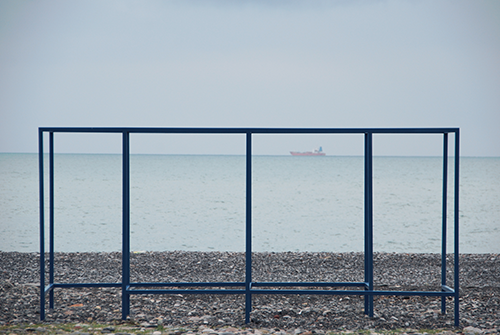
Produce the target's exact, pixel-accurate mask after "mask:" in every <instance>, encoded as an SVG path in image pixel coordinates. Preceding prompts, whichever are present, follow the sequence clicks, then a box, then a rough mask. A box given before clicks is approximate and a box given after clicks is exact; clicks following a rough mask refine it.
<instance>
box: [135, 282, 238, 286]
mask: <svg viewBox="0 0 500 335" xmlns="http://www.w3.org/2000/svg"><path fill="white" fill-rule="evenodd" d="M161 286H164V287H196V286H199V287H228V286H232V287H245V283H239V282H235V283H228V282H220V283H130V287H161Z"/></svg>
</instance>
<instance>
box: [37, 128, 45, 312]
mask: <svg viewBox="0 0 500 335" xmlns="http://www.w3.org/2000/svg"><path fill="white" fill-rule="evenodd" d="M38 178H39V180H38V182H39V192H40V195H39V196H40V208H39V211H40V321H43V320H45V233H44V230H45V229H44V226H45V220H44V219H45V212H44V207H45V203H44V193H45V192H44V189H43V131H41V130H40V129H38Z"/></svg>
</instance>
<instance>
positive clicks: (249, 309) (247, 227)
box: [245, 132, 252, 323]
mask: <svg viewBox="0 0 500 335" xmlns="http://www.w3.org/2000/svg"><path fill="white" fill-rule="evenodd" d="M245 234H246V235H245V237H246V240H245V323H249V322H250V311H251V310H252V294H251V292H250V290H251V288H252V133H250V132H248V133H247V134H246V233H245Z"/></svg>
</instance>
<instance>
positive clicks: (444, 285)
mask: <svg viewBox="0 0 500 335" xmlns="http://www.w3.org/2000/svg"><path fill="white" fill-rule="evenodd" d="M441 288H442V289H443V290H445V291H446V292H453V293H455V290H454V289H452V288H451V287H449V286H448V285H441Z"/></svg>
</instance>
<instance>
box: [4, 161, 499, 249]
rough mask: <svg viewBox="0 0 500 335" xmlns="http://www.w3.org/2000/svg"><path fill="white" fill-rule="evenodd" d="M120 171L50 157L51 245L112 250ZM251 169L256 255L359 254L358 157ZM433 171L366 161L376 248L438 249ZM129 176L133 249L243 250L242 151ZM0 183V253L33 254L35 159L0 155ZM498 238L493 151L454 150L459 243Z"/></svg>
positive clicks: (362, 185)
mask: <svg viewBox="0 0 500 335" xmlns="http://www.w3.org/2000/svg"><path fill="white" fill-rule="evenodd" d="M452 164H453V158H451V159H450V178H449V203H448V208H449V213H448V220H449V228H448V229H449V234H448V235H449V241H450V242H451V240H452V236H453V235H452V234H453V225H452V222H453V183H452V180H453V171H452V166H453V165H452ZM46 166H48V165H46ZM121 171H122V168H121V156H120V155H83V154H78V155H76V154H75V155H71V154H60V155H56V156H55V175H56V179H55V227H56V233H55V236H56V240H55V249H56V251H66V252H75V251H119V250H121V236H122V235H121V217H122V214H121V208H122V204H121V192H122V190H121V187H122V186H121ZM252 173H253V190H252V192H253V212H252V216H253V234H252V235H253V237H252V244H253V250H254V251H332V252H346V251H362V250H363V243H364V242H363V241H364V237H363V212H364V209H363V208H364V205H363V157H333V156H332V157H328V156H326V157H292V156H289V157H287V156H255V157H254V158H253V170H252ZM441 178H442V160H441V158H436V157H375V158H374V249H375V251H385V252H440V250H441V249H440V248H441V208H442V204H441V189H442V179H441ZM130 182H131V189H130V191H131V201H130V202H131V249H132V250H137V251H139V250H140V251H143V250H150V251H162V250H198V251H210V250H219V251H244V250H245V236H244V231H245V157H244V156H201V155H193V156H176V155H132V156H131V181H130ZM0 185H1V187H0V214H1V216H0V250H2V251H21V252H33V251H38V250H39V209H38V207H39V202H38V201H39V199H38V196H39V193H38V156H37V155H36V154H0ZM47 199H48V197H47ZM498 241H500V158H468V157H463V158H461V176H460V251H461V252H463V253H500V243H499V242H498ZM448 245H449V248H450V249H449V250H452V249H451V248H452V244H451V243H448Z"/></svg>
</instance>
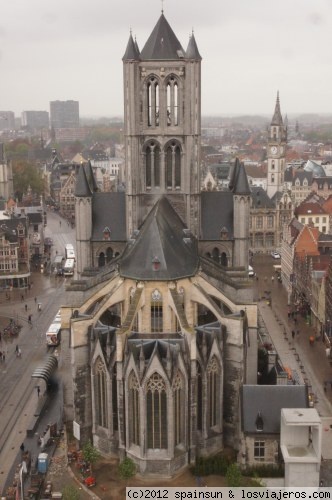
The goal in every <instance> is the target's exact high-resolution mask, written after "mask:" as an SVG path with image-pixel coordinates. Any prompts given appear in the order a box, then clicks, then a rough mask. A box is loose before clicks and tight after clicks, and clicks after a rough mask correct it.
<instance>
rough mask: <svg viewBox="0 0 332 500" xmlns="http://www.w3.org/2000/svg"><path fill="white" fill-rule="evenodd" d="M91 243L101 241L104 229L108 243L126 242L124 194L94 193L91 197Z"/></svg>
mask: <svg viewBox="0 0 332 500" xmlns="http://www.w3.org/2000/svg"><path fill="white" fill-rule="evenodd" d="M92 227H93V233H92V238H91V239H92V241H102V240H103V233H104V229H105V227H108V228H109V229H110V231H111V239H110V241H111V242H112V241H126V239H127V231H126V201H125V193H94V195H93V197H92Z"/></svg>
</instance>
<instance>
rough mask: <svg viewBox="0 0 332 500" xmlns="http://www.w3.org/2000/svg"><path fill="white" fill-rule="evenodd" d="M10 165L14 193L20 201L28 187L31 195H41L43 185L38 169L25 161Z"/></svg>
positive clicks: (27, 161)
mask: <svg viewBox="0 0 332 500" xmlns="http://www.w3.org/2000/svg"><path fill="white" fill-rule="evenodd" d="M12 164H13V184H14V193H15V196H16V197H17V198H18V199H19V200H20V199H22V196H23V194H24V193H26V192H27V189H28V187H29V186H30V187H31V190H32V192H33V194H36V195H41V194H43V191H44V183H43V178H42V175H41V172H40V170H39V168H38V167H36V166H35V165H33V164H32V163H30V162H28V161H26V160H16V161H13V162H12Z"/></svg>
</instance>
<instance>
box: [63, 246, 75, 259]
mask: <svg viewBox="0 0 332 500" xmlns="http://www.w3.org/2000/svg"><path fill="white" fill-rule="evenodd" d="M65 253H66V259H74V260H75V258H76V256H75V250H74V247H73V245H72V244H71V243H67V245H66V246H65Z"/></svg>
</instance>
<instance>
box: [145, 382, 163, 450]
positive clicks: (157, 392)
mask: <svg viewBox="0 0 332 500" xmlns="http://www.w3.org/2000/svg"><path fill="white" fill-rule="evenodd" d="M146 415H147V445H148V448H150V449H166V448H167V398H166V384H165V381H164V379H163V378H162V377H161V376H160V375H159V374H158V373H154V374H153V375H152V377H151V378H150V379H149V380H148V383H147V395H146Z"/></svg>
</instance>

+++

The material above is to be transcribed exactly, with its images omitted.

Result for this exercise:
Produce the target's exact, pixel-accurate mask after "mask:" in every <instance>, encoded as an SVG path in image pixel coordinates. Preceding prompts, whichever are present, follow the sequence clicks, then a box, then a rough mask. A box given before clicks is approximate and a box given after clicks is exact; clicks following a rough mask refine it.
<instance>
box: [135, 282, 238, 286]
mask: <svg viewBox="0 0 500 335" xmlns="http://www.w3.org/2000/svg"><path fill="white" fill-rule="evenodd" d="M161 286H164V287H196V286H199V287H228V286H232V287H245V283H239V282H235V283H228V282H220V283H130V287H161Z"/></svg>
</instance>
<instance>
box: [37, 128, 45, 312]
mask: <svg viewBox="0 0 500 335" xmlns="http://www.w3.org/2000/svg"><path fill="white" fill-rule="evenodd" d="M38 178H39V180H38V182H39V192H40V195H39V196H40V208H39V211H40V321H43V320H45V233H44V230H45V229H44V226H45V220H44V219H45V212H44V207H45V203H44V193H45V192H44V189H43V131H41V130H40V129H38Z"/></svg>
</instance>
<instance>
positive clicks: (249, 309) (247, 227)
box: [245, 132, 252, 323]
mask: <svg viewBox="0 0 500 335" xmlns="http://www.w3.org/2000/svg"><path fill="white" fill-rule="evenodd" d="M245 234H246V235H245V237H246V240H245V323H249V322H250V311H251V310H252V294H251V292H250V290H251V288H252V133H250V132H248V133H247V134H246V233H245Z"/></svg>
</instance>
<instance>
positive clicks: (444, 285)
mask: <svg viewBox="0 0 500 335" xmlns="http://www.w3.org/2000/svg"><path fill="white" fill-rule="evenodd" d="M441 288H442V289H443V290H445V291H446V292H453V293H455V290H454V289H452V288H451V287H449V286H448V285H441Z"/></svg>
</instance>
<instance>
box: [4, 161, 499, 249]
rough mask: <svg viewBox="0 0 500 335" xmlns="http://www.w3.org/2000/svg"><path fill="white" fill-rule="evenodd" d="M120 171L50 157L51 245L112 250ZM251 169L256 255L359 254L358 157ZM433 171L366 161L376 248L438 249ZM129 176L133 249L243 250L242 151ZM0 183V253L33 254L35 159L0 155ZM498 238L493 151L454 150L459 243Z"/></svg>
positive clicks: (362, 185)
mask: <svg viewBox="0 0 500 335" xmlns="http://www.w3.org/2000/svg"><path fill="white" fill-rule="evenodd" d="M452 164H453V158H451V159H450V178H449V203H448V208H449V213H448V220H449V228H448V229H449V234H448V235H449V241H450V242H451V240H452V236H453V235H452V234H453V225H452V222H453V183H452V180H453V171H452V166H453V165H452ZM46 166H48V165H46ZM121 171H122V168H121V156H120V155H83V154H78V155H76V154H75V155H71V154H60V155H56V156H55V175H56V179H55V227H56V233H55V236H56V240H55V249H56V251H66V252H75V251H119V250H121V236H122V235H121V217H122V214H121V208H122V204H121V192H122V190H121V187H122V186H121ZM252 173H253V190H252V192H253V212H252V216H253V234H252V235H253V237H252V244H253V250H254V251H332V252H346V251H362V250H363V243H364V242H363V241H364V237H363V212H364V209H363V208H364V205H363V157H333V156H332V157H328V156H326V157H292V156H289V157H287V156H255V157H254V158H253V170H252ZM441 178H442V160H441V158H436V157H375V158H374V249H375V251H385V252H440V250H441V249H440V248H441V208H442V204H441V189H442V179H441ZM130 182H131V189H130V191H131V201H130V202H131V249H132V250H137V251H139V250H140V251H143V250H150V251H162V250H198V251H210V250H219V251H244V250H245V236H244V231H245V157H244V156H201V155H193V156H176V155H132V156H131V181H130ZM0 185H1V187H0V214H1V216H0V250H2V251H21V252H33V251H38V250H39V209H38V207H39V202H38V201H39V199H38V196H39V193H38V156H37V155H36V154H0ZM47 199H48V197H47ZM498 241H500V158H468V157H463V158H461V176H460V251H461V252H463V253H500V243H499V242H498ZM448 245H449V248H450V249H449V250H452V249H451V248H452V244H451V243H448Z"/></svg>
</instance>
The goal in every <instance> is the target's exact high-resolution mask, written after "mask:" as an SVG path with image-pixel coordinates. Any prompts given appear in the order a box, then clicks, then a rough mask. A box is loose before clicks and tight after clicks, and clicks after a rough mask correct it.
<instance>
rough mask: <svg viewBox="0 0 332 500" xmlns="http://www.w3.org/2000/svg"><path fill="white" fill-rule="evenodd" d="M91 243L101 241L104 229L108 243L126 242L124 194L94 193L91 197Z"/></svg>
mask: <svg viewBox="0 0 332 500" xmlns="http://www.w3.org/2000/svg"><path fill="white" fill-rule="evenodd" d="M92 227H93V233H92V238H91V239H92V241H102V240H103V233H104V229H105V227H108V228H109V229H110V231H111V239H110V241H111V242H112V241H126V239H127V231H126V201H125V193H94V195H93V197H92Z"/></svg>
</instance>
<instance>
rough mask: <svg viewBox="0 0 332 500" xmlns="http://www.w3.org/2000/svg"><path fill="white" fill-rule="evenodd" d="M10 165L14 193L20 201L28 187L31 195H41L43 185L38 169L25 161Z"/></svg>
positive clicks: (27, 161)
mask: <svg viewBox="0 0 332 500" xmlns="http://www.w3.org/2000/svg"><path fill="white" fill-rule="evenodd" d="M12 164H13V184H14V193H15V196H16V197H17V198H18V199H19V200H20V199H22V196H23V194H24V193H26V192H27V189H28V187H29V186H30V187H31V190H32V192H33V194H36V195H41V194H43V191H44V183H43V178H42V175H41V172H40V170H39V168H38V167H36V166H35V165H33V164H32V163H30V162H28V161H26V160H16V161H13V162H12Z"/></svg>
</instance>
<instance>
box: [63, 246, 75, 259]
mask: <svg viewBox="0 0 332 500" xmlns="http://www.w3.org/2000/svg"><path fill="white" fill-rule="evenodd" d="M65 253H66V259H74V260H75V258H76V256H75V250H74V247H73V245H72V244H71V243H67V245H66V246H65Z"/></svg>
</instance>
<instance>
box: [145, 382, 163, 450]
positive clicks: (157, 392)
mask: <svg viewBox="0 0 332 500" xmlns="http://www.w3.org/2000/svg"><path fill="white" fill-rule="evenodd" d="M146 415H147V445H148V448H150V449H166V448H167V398H166V384H165V381H164V379H163V378H162V377H161V376H160V375H159V374H158V373H154V374H153V375H152V377H151V378H150V379H149V380H148V383H147V395H146Z"/></svg>
</instance>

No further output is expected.